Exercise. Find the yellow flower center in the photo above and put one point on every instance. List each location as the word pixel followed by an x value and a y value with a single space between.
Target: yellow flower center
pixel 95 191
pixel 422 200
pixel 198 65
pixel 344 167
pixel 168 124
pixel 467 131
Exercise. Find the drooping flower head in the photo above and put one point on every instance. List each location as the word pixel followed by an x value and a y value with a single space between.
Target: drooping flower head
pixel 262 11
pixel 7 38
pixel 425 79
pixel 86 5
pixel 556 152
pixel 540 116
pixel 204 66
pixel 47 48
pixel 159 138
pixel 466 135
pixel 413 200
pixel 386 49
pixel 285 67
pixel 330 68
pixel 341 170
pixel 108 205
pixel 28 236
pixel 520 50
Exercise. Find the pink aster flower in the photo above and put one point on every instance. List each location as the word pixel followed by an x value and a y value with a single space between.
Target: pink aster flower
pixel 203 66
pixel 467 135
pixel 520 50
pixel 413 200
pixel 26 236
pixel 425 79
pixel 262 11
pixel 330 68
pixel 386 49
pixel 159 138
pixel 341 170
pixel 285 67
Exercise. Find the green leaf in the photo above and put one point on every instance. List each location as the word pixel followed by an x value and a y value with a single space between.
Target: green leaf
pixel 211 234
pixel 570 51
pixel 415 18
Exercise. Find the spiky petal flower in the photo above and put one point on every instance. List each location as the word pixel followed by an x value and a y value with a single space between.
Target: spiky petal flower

■ ■ ■ ■ ■

» **WRITTEN INSTRUCTION**: Reproduce each record shown above without altering a single word.

» **RESPONSE BELOW**:
Exercise. Find the yellow flower center in the photo above and put one point on every instance. List each location as the word pixel followed by an x value and a y value with a single space between.
Target: yellow flower center
pixel 95 191
pixel 422 200
pixel 198 65
pixel 344 167
pixel 168 124
pixel 467 131
Exercise. Find the drooping flower head in the photo above and put one point on every instance. List each location as the word pixel followed by an x value and a y value with a single space between.
Target: drooping flower head
pixel 262 11
pixel 7 38
pixel 425 79
pixel 86 5
pixel 556 152
pixel 540 116
pixel 204 66
pixel 47 48
pixel 159 138
pixel 466 135
pixel 413 200
pixel 386 49
pixel 285 67
pixel 330 68
pixel 341 170
pixel 108 205
pixel 28 236
pixel 520 50
Exercise. Find the pink aster flower in the photo above and put one point on every instance. List each location as the word pixel followed by an x value and a y value with a single space between.
Target: pink aster flower
pixel 203 66
pixel 467 135
pixel 520 50
pixel 413 200
pixel 26 236
pixel 425 79
pixel 262 11
pixel 330 68
pixel 386 49
pixel 159 138
pixel 341 170
pixel 285 67
Exercise. Find the green leaf in the photo above and put one point on every instance. List each location as the word pixel followed by an x value and a y value with a single space between.
Target: green leaf
pixel 211 234
pixel 570 51
pixel 415 18
Exercise. Find the spiky petal flower in the photo above and put one point on every instance. List each location as the word pixel followed by an x value and a y value with a single space between.
Target: spiky petal flower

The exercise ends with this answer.